*PARTS OF THE EXERCISE*
A – Reproduce the portion of the reflection on a father and aging that starts with "In summary, many, but" and goes on through "happened to them.", keeping every word and mark unchanged.
B – Decide whether each statement agrees with the reflection on a father and aging, answering yes or no and quoting the words that settle it: (i) In his later years the father kept working part-time jobs for a while. (ii) The author credited the father's change to a moment of self-reflection. (iii) In the video interview the author asked what the father had learned in his 75 years.

[[ DOCUMENT EXTRACT open ]]

The dominant problem of his life was financial security and paying the expenses for my mom and their three little boys. Sidestepping the cost to the entire family of his work-induced absences, Dad paid an emotional toll in the lurking fear of another economic crisis derailing his life and ours. In part, he labored because it defined him as a “man,” but finances were in the back of his mind. I don’t think it was an easy way to live, at least not from my observations growing up.

Gradually something changed. In the last 15 or more years of his long life, he seemed more at ease with himself, less worried and stressed. He continued to work part-time jobs for a while, but a peacefulness had come over him. He finally triumphed over the stalking shadow of 1932 and the rest of the Depression. The doubts receded.

Somehow dad accomplished a psychological distance from the monetary concerns that unsettled him long past the time they were realistic. Because he wasn’t an introspective guy, I attributed the change to the aging process rather than any kind of “aha!” moment triggered by a self-reflection he rarely practiced. He was an older man with an older body for whom things had worked themselves out.

In the same video interview, I asked him what he’d learned in his 75 years on the planet. He paused a moment, and then said something touching: “I’ve learned to appreciate some things.” He named my mom — still the love of his life — my brothers Eddie and Jack and myself; expressing pride his three good boys were independent and successful. What this 75-year-old version of my dad said was wise, but hardly unique.

Older people simply own a special perspective. If they have learned anything important from aging, it is to look at the part of the glass that is half-full, not half-empty. The oldies view their existence from closer to the end than the beginning, looking back through the lens of experience. And they see with different eyes — a changed body and brain, too. The fading of the ambition necessary in youth (if the older person has been lucky enough) has a positive influence on happiness. You would not think a settled, hormonally tamed teenager to be wise if he had this view of his world, but you might say it of a 75-year-old man.

In summary, many, but not all of the aged are wise. No, they didn’t take philosophy classes and spend hours thinking about their past in order to achieve it. I dare say, for most, it just happened to them.

[[ DOCUMENT EXTRACT closed ]]
[[ PROVIDED RECORDS open ]]

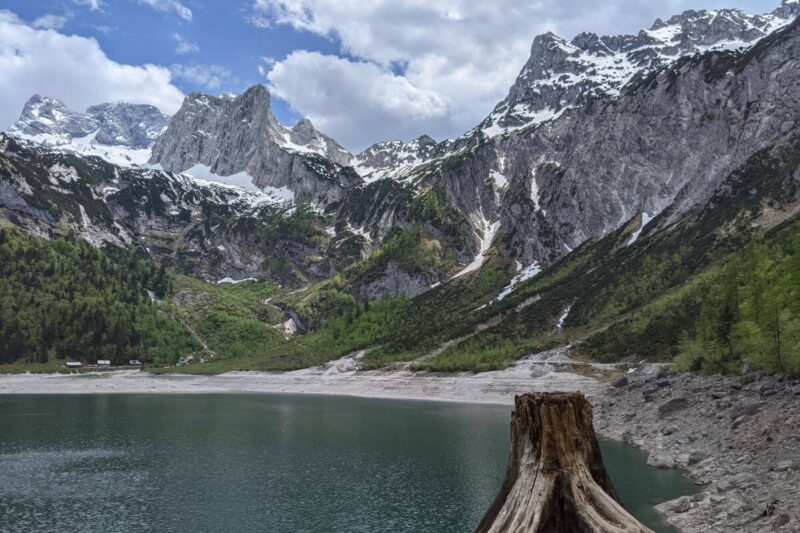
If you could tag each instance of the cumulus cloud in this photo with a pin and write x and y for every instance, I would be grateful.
(207, 76)
(73, 69)
(50, 22)
(466, 53)
(167, 6)
(356, 102)
(182, 46)
(91, 4)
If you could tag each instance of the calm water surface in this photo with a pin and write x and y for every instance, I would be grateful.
(277, 463)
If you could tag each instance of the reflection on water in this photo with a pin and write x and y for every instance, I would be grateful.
(251, 463)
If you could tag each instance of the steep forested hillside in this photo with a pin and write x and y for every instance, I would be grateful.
(64, 299)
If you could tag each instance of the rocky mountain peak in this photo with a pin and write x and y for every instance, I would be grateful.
(120, 132)
(561, 74)
(391, 159)
(44, 115)
(228, 135)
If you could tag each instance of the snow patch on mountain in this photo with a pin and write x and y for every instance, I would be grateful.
(646, 219)
(489, 232)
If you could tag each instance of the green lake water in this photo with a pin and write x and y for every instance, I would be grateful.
(274, 463)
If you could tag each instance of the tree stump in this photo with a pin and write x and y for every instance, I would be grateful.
(556, 481)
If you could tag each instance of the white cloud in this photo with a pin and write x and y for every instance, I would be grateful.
(207, 76)
(73, 69)
(356, 102)
(465, 52)
(182, 46)
(266, 65)
(91, 4)
(50, 22)
(167, 6)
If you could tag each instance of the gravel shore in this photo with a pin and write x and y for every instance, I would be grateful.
(739, 437)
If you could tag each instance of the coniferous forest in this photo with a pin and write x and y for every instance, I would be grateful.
(64, 299)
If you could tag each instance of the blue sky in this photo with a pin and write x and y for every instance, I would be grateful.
(362, 70)
(132, 33)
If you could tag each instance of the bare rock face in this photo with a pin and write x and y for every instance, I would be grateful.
(561, 74)
(232, 134)
(556, 481)
(665, 144)
(392, 159)
(119, 124)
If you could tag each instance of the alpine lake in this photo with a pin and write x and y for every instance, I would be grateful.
(268, 462)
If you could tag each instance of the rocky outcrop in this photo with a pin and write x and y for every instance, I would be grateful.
(393, 159)
(556, 481)
(232, 134)
(738, 438)
(49, 121)
(203, 229)
(561, 74)
(669, 140)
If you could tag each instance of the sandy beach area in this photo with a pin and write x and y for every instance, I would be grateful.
(548, 371)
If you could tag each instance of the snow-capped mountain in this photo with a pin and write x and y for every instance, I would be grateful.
(560, 74)
(392, 159)
(120, 132)
(227, 135)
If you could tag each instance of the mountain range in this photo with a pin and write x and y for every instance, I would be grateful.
(606, 149)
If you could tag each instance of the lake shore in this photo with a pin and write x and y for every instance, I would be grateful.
(738, 436)
(549, 371)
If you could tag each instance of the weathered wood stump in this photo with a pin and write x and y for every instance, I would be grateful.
(556, 481)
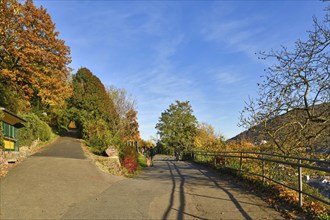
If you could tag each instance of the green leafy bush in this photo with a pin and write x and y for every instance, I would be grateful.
(97, 135)
(35, 129)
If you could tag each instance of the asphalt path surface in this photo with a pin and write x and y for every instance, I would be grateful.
(61, 183)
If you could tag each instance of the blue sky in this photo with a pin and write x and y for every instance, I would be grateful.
(162, 51)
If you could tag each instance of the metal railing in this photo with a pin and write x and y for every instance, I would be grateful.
(298, 163)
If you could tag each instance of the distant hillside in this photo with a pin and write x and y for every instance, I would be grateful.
(255, 134)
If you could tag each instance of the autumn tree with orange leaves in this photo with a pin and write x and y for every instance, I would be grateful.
(33, 60)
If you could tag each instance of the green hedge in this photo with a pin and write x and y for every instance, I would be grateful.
(97, 135)
(34, 129)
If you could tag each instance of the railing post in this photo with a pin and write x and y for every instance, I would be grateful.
(240, 162)
(263, 168)
(300, 183)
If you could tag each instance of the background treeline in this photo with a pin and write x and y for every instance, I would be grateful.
(36, 83)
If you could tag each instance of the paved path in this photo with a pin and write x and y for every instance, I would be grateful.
(60, 183)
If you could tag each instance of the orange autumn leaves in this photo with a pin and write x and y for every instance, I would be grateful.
(33, 60)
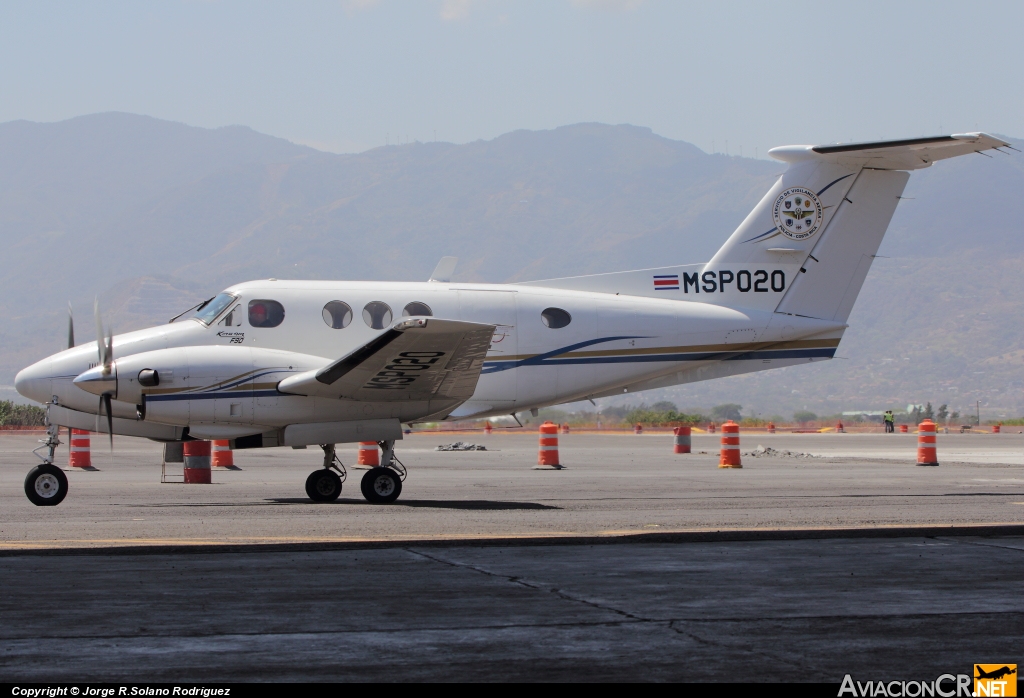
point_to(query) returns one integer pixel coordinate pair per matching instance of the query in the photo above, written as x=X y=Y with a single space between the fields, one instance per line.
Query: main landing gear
x=46 y=485
x=380 y=485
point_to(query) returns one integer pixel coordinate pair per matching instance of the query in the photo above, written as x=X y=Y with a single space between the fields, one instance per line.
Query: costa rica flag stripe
x=667 y=282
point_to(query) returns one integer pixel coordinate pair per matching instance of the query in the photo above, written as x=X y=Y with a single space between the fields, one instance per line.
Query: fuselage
x=550 y=346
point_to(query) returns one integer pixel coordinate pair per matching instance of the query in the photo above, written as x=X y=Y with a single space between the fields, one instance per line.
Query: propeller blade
x=110 y=418
x=99 y=333
x=71 y=328
x=109 y=351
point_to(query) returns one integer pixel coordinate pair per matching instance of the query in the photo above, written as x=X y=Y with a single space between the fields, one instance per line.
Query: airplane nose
x=34 y=382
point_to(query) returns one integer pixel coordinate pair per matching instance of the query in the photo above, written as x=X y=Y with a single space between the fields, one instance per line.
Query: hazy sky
x=345 y=76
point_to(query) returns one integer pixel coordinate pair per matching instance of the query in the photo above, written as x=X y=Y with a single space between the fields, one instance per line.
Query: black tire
x=381 y=485
x=324 y=485
x=46 y=485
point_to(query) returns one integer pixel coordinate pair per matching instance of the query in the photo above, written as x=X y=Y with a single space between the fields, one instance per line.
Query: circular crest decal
x=798 y=213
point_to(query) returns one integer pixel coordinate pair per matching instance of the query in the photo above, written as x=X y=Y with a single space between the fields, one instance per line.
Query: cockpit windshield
x=208 y=312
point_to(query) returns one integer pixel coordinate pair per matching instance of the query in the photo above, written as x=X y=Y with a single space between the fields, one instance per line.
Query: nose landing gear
x=46 y=485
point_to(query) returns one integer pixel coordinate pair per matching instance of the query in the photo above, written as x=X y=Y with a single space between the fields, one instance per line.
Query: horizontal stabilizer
x=420 y=358
x=912 y=154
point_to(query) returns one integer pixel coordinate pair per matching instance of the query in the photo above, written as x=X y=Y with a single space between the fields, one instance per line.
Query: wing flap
x=417 y=359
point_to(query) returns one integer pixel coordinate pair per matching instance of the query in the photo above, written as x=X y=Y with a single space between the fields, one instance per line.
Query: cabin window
x=377 y=314
x=555 y=318
x=416 y=309
x=209 y=311
x=264 y=313
x=337 y=314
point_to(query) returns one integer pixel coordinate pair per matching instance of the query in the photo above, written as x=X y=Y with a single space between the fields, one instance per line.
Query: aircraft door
x=498 y=383
x=222 y=387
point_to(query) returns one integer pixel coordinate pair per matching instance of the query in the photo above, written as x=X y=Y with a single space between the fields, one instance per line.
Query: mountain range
x=153 y=216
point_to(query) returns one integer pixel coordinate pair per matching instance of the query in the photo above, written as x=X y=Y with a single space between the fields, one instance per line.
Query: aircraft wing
x=420 y=358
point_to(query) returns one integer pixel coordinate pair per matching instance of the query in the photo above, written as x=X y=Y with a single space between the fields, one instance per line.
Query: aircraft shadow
x=472 y=505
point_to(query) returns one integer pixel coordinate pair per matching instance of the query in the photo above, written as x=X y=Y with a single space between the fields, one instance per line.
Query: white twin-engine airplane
x=290 y=363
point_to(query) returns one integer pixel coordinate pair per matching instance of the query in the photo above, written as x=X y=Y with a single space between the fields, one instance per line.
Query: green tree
x=729 y=410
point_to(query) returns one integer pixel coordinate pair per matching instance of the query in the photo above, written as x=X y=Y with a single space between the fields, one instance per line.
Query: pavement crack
x=540 y=587
x=981 y=543
x=674 y=625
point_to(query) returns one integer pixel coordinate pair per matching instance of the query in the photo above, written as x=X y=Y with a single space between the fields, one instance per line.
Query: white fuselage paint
x=613 y=344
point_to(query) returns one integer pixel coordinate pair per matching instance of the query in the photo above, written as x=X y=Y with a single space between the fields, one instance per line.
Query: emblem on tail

[[ PROVIDED RECORDS closed ]]

*RESULTS IN ORDER*
A –
In summary, many, but not all of the aged are wise. No, they didn’t take philosophy classes and spend hours thinking about their past in order to achieve it. I dare say, for most, it just happened to them.

B –
(i) Yes: "He continued to work part-time jobs for a while"
(ii) No: "I attributed the change to the aging process rather than any kind of “aha!” moment triggered by a self-reflection he rarely practiced."
(iii) Yes: "I asked him what he’d learned in his 75 years on the planet."